Dataset excerpts on object pointing:
☆ ☆ ☆ ☆ ☆ ☆ ☆

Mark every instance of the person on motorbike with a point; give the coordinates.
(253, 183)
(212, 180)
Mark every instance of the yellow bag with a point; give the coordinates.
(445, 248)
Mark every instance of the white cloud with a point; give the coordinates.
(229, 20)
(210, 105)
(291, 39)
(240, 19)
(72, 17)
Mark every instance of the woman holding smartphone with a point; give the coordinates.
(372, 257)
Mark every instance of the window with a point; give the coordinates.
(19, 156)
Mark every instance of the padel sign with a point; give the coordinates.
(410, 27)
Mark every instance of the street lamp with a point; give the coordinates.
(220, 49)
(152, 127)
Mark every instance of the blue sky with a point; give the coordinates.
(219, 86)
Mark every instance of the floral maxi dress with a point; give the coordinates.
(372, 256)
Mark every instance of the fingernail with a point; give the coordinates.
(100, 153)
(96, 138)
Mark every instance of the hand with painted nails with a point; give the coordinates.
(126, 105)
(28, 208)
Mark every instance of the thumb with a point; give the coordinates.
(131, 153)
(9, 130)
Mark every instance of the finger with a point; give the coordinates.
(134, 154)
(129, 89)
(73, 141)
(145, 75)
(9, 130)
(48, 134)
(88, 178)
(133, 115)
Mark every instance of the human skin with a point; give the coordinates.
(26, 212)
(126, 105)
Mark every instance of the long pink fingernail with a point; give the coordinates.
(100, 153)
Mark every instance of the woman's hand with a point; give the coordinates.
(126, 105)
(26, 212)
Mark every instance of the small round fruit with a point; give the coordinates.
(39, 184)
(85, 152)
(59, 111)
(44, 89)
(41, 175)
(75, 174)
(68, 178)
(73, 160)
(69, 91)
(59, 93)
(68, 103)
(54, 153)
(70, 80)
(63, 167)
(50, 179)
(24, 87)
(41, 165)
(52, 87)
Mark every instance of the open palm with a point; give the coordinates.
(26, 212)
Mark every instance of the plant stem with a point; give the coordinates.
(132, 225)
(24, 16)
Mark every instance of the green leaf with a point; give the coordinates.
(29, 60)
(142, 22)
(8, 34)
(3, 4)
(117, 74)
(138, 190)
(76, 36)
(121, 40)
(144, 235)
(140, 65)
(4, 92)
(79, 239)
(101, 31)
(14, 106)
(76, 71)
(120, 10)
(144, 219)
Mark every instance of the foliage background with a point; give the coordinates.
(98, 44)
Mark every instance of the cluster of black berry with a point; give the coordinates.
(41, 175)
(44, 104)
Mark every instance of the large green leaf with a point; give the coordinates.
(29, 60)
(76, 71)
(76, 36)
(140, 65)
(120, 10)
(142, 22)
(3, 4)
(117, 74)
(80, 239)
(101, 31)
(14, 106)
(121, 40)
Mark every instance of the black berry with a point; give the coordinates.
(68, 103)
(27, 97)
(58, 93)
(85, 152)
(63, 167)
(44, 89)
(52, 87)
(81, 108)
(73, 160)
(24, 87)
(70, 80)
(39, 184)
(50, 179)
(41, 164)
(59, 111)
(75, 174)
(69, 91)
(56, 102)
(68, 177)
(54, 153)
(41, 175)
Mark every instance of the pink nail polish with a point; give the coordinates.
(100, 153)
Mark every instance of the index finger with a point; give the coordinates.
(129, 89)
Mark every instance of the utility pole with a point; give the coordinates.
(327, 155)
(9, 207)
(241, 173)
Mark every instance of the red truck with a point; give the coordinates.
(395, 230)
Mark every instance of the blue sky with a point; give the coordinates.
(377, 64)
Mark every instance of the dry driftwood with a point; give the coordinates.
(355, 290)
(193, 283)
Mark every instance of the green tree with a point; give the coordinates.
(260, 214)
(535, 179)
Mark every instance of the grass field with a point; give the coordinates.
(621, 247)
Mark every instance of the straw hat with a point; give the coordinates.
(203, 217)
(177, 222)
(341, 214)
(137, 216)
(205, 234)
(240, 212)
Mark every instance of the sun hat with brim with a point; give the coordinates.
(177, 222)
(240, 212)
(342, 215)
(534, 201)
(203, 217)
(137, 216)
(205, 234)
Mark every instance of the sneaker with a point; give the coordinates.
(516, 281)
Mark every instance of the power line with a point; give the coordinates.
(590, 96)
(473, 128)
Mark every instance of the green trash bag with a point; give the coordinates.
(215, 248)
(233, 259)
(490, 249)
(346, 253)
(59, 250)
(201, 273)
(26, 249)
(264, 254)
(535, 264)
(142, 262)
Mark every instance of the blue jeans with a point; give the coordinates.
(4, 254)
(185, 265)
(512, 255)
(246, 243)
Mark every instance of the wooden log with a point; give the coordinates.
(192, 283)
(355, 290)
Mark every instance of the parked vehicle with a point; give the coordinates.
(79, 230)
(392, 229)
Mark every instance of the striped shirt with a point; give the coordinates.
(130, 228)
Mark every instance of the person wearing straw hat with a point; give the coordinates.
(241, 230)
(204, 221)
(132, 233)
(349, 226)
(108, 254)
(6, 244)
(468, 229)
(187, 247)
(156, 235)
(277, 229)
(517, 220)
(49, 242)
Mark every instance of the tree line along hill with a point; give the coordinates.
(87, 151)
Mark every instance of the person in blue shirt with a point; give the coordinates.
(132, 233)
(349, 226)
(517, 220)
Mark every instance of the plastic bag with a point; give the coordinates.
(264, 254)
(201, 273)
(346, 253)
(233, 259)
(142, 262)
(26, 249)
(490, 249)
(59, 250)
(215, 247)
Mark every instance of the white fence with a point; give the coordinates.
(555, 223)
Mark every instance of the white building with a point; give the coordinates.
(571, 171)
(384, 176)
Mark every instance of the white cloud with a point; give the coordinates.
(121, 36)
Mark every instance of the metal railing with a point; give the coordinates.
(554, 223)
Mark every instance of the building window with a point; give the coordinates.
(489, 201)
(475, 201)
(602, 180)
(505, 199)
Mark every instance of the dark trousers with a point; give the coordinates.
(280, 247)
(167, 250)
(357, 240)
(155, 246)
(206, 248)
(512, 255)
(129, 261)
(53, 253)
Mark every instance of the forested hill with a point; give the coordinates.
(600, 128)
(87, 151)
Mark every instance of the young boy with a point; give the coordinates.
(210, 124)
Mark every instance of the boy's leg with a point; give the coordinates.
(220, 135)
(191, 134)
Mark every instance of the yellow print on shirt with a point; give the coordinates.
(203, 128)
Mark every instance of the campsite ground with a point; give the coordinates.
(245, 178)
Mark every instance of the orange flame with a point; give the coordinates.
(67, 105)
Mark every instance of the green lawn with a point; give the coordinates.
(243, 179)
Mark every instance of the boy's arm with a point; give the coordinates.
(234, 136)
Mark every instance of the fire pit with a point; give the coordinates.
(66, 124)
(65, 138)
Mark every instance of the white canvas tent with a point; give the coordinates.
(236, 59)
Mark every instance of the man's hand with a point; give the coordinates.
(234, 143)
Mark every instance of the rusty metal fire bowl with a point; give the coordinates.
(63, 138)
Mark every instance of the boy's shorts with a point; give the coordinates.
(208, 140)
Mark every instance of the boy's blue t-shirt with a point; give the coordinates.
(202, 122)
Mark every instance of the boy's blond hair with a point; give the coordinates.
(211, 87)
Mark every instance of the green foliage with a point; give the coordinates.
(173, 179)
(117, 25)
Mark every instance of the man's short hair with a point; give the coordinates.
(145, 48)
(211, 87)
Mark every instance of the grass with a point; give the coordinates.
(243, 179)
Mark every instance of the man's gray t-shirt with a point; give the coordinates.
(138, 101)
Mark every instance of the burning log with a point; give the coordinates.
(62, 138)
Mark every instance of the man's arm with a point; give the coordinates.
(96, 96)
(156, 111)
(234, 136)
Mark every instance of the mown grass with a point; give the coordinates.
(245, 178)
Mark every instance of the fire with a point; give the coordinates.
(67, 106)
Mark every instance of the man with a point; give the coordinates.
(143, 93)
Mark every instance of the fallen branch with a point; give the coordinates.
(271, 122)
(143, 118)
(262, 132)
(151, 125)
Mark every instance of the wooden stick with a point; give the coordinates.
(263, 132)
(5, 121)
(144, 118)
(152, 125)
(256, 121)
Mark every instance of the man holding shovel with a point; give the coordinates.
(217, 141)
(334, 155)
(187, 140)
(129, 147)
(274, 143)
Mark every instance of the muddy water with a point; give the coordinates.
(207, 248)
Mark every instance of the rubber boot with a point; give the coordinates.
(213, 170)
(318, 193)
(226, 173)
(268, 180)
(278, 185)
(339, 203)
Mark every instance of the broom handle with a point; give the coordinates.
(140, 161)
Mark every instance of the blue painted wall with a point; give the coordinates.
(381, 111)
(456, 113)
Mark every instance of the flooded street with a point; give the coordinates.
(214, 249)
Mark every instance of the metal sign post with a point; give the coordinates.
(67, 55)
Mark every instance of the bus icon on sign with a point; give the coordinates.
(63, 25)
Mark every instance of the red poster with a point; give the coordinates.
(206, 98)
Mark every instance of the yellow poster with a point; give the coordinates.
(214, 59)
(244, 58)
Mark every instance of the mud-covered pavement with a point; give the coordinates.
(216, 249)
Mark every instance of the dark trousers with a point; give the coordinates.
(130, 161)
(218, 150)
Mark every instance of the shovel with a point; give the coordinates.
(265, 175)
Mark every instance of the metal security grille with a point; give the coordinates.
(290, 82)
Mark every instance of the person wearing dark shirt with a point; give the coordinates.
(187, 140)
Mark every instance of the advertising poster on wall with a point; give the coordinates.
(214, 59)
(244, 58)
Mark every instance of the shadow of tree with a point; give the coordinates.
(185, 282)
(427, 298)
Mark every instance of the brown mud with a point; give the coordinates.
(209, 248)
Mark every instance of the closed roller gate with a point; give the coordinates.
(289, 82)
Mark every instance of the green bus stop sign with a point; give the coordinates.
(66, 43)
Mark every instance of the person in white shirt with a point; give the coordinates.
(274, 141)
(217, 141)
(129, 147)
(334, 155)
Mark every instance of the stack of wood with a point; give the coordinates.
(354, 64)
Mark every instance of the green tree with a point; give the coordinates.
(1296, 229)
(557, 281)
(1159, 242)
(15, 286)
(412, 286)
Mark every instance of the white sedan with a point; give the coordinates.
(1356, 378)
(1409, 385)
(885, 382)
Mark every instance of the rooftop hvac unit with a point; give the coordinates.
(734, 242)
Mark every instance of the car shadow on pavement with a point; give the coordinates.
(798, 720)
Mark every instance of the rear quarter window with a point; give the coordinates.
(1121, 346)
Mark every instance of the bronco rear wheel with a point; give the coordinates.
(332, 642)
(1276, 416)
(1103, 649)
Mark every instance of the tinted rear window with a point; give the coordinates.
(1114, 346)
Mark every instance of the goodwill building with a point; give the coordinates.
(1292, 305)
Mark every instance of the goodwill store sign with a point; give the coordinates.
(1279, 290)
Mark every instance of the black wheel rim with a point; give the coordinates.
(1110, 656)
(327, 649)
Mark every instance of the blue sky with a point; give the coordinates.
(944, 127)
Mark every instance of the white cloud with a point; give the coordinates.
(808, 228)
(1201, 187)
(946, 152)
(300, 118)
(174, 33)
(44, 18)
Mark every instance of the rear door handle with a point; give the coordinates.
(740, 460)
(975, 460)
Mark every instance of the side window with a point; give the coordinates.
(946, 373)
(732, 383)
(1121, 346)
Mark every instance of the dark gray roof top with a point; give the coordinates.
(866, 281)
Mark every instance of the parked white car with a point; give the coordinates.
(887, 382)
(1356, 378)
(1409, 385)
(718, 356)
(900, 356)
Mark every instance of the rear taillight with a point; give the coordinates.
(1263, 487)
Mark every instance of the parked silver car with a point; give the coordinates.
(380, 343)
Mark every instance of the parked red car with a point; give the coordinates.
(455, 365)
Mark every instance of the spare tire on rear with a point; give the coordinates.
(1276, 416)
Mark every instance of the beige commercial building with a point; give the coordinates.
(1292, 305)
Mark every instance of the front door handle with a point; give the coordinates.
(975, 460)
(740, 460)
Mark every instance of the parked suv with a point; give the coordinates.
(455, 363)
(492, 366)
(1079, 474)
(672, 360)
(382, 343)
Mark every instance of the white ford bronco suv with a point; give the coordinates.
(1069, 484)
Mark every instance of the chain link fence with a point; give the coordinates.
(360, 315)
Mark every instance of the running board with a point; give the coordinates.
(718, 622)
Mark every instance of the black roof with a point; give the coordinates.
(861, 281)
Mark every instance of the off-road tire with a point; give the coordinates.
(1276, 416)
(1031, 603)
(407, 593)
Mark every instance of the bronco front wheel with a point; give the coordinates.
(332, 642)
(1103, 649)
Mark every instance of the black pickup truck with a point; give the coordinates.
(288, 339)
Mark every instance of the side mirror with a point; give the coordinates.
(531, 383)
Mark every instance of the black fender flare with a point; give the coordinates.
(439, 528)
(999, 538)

☆ ☆ ☆ ☆ ☆ ☆ ☆

■ Short problem: Take every line from the one containing "Mark every instance of the parked silver" to the end of the listing and output it exactly, with nothing else.

■ Complete response:
Mark every instance of the parked silver car with a point; give the coordinates.
(380, 343)
Mark every instance of the parked red car with a point; give the coordinates.
(455, 365)
Mark every instance of the spare tire on rear with a point; give the coordinates.
(1276, 416)
Mark every instance of the beige commercial building with a point; give the coordinates.
(1292, 305)
Mark every instance of the front door handle with a point; give the coordinates.
(975, 460)
(740, 460)
Mark every instance of the parked suv with a point; give the coordinates.
(455, 363)
(492, 366)
(1079, 474)
(672, 360)
(382, 343)
Mark every instance of the white ford bronco suv with a point; give the coordinates.
(1069, 484)
Mark every instance of the chain link fence with a point; give the coordinates.
(360, 315)
Mark every instance of the running board with a point; give the coordinates.
(718, 622)
Mark every instance of the black roof with a point; give the coordinates.
(861, 281)
Mark every instance of the off-road tire with a point; give the coordinates.
(1276, 416)
(1031, 603)
(407, 593)
Mark every instance of the bronco front wheel with a point; give the coordinates.
(332, 642)
(1103, 649)
Mark every instance of the black pickup truck with a point; give the coordinates.
(288, 339)
Mark every instance of the side mirror with a point; give the coordinates.
(531, 383)
Mark every instance of the black fender flare with a point; give the coordinates.
(439, 528)
(999, 538)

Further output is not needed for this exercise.